**AUFGABE 1**
Schreiben Sie aus der Rezension zu Engmans Thriller wortgetreu den Abschnitt ab, der mit den Worten „Auch in Engman's“ beginnt und mit „Bevölkerung zu schüren.“ schließt.
**AUFGABE 2**
Führen Sie die Rezension zu Engmans Thriller nach ihrem letzten Satz weiter.

**UNTERSUCHTER TEXT**
☆ ☆ ☆ ☆

Dunkle Wolken ziehen auf über Stockholm. Das Cover dieses Thrillers könnte passender nicht sein. Pascal Engman ist mit seinem Debüt ein wahnsinnig spannender und erschreckend realer Thriller geglückt. Man merkt der Story an, dass er sich in dem Metier über das er schreibt sehr gut auskennt. Der 1986 in Schweden geborene Autor war selbst Journalist und hat sich nach massiven Morddrohungen aus dem Buisiness zurückgezogen.

Auch in Engman's Thriller müssenStockholms Zeitungsredakteure zunehmend mit Morddrohungen leben,nachdem Schweden für immer mehr Flüchtlinge eine Zuflucht bietet. Eine rechtsradikale Gruppe hat sich auf die Fahnen geschrieben die sogenannte "Lügenpresse" mundtot zu machen und beginnt Journalisten zu ermorden. Die Täter fühlen sich als Patrioten und Helden, weil sie das edle Ziel haben mit ihrer selbsternannten Stadtguerilla Schweden an die schwedischen Bürger zurückzugeben. Die Rechtfertigungen für das sinnlose Morden sind nur schwer zu ertragen und selbst gut integrierte Ausländer werden nur aufgrund ihrer Herkunft dazu missbraucht den Hass in weiten Teilen der Bevölkerung zu schüren.

☆ ☆ ☆ ☆

**GEZEIGTE ZEILEN**
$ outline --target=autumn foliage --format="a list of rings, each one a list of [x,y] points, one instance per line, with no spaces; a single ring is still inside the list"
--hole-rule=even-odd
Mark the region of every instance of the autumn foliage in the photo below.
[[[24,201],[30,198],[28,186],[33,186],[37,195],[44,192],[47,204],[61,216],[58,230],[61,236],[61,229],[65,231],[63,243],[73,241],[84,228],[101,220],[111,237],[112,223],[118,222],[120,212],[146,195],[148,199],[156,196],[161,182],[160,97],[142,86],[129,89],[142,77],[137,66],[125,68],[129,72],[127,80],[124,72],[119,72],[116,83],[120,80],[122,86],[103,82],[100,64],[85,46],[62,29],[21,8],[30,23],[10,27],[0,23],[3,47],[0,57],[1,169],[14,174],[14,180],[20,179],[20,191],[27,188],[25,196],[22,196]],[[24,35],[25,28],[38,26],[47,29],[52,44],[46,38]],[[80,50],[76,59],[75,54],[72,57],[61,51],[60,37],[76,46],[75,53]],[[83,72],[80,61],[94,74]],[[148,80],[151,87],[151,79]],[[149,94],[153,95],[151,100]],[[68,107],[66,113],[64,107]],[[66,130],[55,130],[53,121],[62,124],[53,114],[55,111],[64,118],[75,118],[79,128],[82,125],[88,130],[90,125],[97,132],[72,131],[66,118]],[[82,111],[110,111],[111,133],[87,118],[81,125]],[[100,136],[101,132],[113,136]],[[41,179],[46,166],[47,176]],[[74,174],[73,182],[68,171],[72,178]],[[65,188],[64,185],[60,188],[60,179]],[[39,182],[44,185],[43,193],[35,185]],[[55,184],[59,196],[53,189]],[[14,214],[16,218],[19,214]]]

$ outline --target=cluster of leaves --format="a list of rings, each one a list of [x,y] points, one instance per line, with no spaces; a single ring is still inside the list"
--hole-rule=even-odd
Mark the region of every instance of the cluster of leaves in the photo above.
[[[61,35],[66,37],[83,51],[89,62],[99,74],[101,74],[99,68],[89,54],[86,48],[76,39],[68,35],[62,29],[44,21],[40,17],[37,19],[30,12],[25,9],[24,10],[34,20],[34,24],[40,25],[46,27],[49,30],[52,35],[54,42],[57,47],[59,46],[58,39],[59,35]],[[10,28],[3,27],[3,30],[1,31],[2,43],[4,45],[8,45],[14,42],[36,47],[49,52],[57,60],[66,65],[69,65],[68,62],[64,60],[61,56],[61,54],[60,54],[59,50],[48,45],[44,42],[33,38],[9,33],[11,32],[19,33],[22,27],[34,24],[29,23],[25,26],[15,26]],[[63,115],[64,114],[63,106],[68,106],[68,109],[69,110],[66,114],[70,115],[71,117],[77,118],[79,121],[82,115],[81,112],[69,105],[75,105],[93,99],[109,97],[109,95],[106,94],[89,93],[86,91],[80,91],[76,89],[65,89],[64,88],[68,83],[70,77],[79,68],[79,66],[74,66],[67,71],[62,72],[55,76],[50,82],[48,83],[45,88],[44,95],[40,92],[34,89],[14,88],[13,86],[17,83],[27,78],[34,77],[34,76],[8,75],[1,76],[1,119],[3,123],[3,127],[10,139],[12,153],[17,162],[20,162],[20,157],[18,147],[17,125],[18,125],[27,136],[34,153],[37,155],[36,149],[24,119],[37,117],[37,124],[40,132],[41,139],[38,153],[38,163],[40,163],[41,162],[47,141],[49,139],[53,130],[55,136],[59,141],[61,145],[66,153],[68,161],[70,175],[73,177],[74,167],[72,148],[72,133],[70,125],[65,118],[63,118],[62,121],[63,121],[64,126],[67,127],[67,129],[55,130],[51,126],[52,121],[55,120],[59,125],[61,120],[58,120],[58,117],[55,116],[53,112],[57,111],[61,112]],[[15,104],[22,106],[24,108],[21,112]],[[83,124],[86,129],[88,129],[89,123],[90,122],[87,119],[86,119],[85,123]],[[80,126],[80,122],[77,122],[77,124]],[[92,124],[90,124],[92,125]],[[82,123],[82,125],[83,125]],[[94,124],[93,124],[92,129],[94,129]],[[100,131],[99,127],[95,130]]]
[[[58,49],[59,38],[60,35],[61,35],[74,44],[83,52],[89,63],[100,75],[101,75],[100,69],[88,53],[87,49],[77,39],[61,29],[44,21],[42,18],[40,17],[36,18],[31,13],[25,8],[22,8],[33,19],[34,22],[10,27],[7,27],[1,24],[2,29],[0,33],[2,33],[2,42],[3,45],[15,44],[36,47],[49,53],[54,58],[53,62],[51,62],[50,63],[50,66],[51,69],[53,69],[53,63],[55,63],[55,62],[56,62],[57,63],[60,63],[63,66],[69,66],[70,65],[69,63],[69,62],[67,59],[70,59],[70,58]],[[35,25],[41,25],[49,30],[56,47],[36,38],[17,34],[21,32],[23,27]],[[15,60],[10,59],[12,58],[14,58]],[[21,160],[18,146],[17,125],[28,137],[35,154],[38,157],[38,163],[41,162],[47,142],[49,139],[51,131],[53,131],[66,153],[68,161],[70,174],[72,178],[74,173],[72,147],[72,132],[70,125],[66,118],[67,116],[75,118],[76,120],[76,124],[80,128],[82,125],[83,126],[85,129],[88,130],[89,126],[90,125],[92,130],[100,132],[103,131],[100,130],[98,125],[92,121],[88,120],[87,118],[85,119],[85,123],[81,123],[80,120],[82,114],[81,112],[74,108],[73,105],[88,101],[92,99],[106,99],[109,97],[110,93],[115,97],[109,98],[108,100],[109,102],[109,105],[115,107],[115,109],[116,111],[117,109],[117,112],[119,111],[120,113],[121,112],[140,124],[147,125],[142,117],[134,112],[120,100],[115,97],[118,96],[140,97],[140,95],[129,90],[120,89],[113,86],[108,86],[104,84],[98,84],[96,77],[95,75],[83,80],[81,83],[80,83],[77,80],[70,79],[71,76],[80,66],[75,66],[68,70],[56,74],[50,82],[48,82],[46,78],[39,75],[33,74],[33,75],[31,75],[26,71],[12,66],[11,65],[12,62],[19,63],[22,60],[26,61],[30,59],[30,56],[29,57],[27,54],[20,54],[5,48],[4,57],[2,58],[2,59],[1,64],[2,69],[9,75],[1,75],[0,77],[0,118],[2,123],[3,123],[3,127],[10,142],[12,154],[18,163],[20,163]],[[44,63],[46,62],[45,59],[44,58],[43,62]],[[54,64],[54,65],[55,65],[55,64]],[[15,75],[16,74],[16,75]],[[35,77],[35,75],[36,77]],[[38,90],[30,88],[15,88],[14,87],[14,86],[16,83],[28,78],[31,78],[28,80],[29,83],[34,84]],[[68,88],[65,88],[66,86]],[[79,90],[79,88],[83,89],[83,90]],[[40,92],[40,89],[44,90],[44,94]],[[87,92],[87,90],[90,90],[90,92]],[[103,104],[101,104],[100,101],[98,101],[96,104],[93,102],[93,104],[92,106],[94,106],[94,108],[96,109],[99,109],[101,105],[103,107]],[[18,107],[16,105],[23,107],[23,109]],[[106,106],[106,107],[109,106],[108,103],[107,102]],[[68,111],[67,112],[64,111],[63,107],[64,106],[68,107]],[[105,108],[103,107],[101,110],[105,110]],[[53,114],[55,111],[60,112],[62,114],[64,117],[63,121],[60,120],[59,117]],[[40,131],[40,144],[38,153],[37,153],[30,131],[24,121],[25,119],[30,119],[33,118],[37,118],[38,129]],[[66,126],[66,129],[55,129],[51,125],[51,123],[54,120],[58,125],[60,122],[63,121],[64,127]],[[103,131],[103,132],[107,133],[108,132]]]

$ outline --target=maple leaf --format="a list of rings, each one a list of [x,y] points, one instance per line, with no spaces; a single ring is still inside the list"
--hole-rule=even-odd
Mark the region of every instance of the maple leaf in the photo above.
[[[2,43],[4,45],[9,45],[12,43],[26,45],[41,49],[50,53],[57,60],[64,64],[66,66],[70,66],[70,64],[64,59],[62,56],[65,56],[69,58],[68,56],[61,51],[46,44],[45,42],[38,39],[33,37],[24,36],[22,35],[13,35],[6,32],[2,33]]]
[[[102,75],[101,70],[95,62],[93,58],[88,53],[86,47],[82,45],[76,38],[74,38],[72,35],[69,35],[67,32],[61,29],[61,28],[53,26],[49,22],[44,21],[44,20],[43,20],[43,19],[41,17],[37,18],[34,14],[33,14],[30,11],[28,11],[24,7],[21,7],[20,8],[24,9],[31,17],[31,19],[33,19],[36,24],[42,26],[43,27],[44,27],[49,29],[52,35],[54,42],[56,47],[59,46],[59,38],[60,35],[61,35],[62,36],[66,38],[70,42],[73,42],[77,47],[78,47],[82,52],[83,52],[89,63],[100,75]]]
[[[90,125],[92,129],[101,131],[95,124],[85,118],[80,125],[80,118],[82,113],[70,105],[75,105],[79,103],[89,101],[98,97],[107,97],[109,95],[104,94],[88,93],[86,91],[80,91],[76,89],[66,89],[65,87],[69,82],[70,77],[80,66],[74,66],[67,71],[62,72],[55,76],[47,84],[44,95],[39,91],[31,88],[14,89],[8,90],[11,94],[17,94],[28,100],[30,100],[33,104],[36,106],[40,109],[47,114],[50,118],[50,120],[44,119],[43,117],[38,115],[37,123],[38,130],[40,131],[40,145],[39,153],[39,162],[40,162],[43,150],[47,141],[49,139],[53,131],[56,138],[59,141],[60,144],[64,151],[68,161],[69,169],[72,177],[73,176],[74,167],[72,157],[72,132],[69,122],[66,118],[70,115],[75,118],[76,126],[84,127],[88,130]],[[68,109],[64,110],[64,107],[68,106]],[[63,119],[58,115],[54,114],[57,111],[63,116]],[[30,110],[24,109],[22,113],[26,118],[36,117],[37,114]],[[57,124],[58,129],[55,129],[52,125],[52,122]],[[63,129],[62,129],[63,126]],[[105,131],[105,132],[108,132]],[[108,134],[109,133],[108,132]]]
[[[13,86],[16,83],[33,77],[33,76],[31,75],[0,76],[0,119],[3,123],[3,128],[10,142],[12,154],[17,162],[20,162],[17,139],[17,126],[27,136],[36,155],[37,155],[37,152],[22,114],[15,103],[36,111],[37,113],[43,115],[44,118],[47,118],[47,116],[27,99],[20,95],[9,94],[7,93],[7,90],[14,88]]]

☆ ☆ ☆ ☆

**ERGEBNIS 1**
Auch in Engman's Thriller müssenStockholms Zeitungsredakteure zunehmend mit Morddrohungen leben,nachdem Schweden für immer mehr Flüchtlinge eine Zuflucht bietet. Eine rechtsradikale Gruppe hat sich auf die Fahnen geschrieben die sogenannte "Lügenpresse" mundtot zu machen und beginnt Journalisten zu ermorden. Die Täter fühlen sich als Patrioten und Helden, weil sie das edle Ziel haben mit ihrer selbsternannten Stadtguerilla Schweden an die schwedischen Bürger zurückzugeben. Die Rechtfertigungen für das sinnlose Morden sind nur schwer zu ertragen und selbst gut integrierte Ausländer werden nur aufgrund ihrer Herkunft dazu missbraucht den Hass in weiten Teilen der Bevölkerung zu schüren.

**ERGEBNIS 2**
Ein 2. Handlungsstrang führt nach Südamerika, nach Chile, wo der Schwede August Novak nach einiger Zeit in der Fremdenlegion nun als Leibwächter für einen russischen Waffenhändler arbeitet. Dieser hat auch Kontakte zur Drogenmaffia. Das Leben in dem kleinen Dorf Vallenar wird zunehmend gefährlicher. Um sein Leben zu schützen ist August schließlich gezwungen nach Schweden zurückzukehren.

Der Handlungsteil, der in Chile spielt ist für die Gesamtgeschichte nicht wirklich relevant, bringt dem Leser aber die Person August Novak näher.

Ich fand das Buch sehr angenehm zu lesen, äußerst fesselnd aber auch brutal. Von Pascal Engman wird man sicher noch hören. Dieses Erstlingswerk hat mir jedenfalls richtig gut gefallen.